(Segmentation mask data)
------------------------------
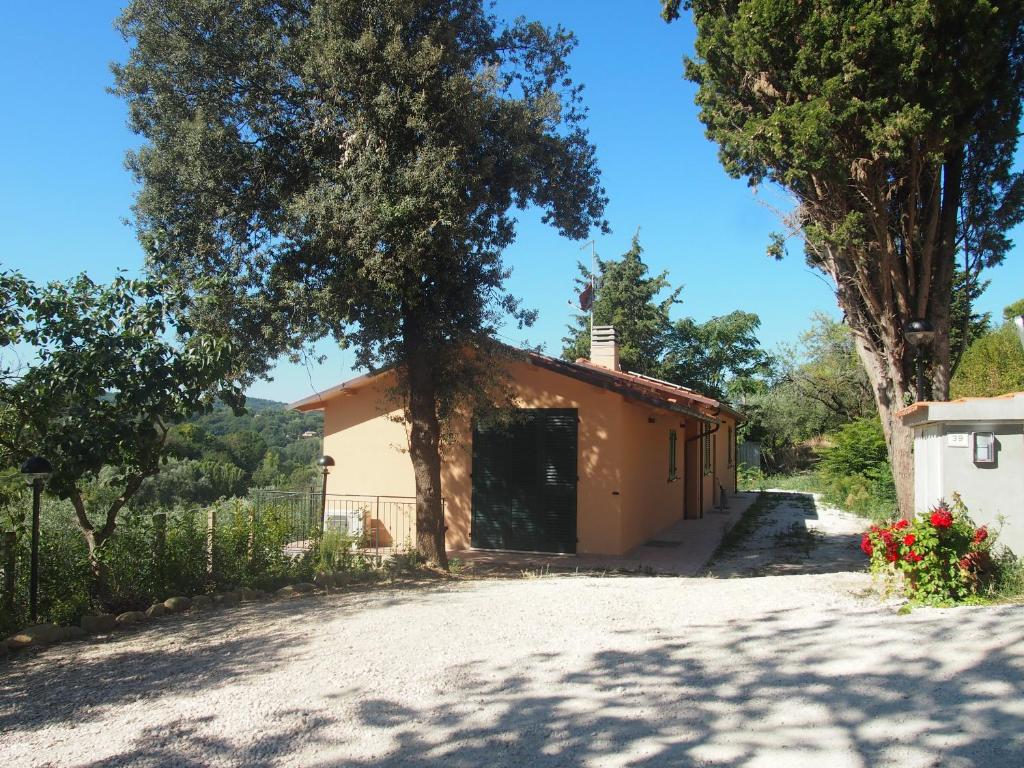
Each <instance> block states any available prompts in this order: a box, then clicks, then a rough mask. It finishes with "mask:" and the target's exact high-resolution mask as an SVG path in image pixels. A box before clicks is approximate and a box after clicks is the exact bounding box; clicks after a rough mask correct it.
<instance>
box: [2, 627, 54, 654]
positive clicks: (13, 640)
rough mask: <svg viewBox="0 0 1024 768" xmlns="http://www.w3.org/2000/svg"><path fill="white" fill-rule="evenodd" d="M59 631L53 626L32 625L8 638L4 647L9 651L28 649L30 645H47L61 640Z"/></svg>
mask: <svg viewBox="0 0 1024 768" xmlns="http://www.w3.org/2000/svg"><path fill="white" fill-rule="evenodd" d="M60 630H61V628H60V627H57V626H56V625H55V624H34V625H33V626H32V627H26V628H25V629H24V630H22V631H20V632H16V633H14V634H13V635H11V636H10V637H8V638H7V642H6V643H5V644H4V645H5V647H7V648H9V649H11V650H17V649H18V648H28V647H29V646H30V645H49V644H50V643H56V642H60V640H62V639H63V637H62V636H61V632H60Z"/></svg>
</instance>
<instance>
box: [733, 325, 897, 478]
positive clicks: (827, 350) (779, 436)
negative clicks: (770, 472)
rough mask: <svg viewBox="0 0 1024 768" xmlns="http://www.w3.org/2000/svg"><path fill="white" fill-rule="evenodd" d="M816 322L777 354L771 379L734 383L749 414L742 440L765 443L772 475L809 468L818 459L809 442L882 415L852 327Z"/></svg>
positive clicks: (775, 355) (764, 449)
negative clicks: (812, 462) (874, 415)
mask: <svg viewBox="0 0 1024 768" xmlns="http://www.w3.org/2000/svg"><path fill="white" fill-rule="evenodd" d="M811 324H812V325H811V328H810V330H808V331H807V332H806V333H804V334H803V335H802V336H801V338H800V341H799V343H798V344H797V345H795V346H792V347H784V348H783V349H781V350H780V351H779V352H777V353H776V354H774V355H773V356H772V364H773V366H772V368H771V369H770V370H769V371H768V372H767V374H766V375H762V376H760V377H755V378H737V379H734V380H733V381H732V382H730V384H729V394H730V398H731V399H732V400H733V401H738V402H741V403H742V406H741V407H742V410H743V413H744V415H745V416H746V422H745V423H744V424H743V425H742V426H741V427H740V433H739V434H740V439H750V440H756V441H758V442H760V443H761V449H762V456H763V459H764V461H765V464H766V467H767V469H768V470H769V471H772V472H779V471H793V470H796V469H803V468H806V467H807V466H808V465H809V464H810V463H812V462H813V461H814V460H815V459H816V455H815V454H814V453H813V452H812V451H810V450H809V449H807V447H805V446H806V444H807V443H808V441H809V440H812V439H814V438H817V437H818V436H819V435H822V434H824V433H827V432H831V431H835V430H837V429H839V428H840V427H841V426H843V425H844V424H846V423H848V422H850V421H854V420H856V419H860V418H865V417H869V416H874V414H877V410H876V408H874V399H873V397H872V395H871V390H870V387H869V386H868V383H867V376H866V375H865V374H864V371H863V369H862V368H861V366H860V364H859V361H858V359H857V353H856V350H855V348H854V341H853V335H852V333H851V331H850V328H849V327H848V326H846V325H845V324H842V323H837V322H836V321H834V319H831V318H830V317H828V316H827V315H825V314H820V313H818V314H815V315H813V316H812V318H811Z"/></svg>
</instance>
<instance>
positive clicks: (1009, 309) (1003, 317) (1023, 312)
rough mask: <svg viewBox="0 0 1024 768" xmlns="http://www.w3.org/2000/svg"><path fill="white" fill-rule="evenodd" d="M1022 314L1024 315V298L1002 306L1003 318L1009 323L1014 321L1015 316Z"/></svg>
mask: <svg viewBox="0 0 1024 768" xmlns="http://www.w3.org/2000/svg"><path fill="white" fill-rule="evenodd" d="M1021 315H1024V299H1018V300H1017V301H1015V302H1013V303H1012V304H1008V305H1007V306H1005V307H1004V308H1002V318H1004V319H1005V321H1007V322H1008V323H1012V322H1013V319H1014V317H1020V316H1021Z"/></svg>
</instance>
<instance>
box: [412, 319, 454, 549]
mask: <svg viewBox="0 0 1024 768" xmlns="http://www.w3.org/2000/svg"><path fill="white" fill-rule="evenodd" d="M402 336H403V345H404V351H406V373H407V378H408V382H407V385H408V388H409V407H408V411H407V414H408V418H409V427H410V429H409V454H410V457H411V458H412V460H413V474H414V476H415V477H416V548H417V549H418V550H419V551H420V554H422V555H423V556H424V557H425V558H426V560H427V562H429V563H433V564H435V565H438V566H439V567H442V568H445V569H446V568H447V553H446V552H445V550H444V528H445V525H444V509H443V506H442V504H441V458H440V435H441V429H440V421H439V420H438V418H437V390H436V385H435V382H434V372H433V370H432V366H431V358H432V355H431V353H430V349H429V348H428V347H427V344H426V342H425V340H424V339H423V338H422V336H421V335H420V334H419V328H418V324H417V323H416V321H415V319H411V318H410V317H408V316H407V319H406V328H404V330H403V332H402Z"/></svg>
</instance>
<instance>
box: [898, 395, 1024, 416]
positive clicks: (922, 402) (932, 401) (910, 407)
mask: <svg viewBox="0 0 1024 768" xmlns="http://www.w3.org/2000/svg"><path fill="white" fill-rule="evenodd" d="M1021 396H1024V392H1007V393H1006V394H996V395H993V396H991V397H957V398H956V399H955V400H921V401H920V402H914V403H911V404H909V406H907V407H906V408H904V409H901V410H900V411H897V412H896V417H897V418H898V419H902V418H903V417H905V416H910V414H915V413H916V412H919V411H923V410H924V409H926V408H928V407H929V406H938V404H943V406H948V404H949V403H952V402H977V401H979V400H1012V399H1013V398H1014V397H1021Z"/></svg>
------------------------------
» **What you will do**: Word for word, restate the lines of the data above that fall between the line holding "box: [733, 325, 897, 478]" and the line holding "positive clicks: (775, 355) (764, 449)", inclusive, and no other lines.

» **Response for this exercise**:
box: [733, 325, 897, 478]
positive clicks: (827, 350) (779, 436)
negative clicks: (770, 472)
rough mask: <svg viewBox="0 0 1024 768" xmlns="http://www.w3.org/2000/svg"><path fill="white" fill-rule="evenodd" d="M816 322L777 354L771 379L734 383L749 414L742 440L765 443L772 475L809 468L818 459L809 442L882 415L852 327Z"/></svg>
positive clicks: (775, 355) (764, 449)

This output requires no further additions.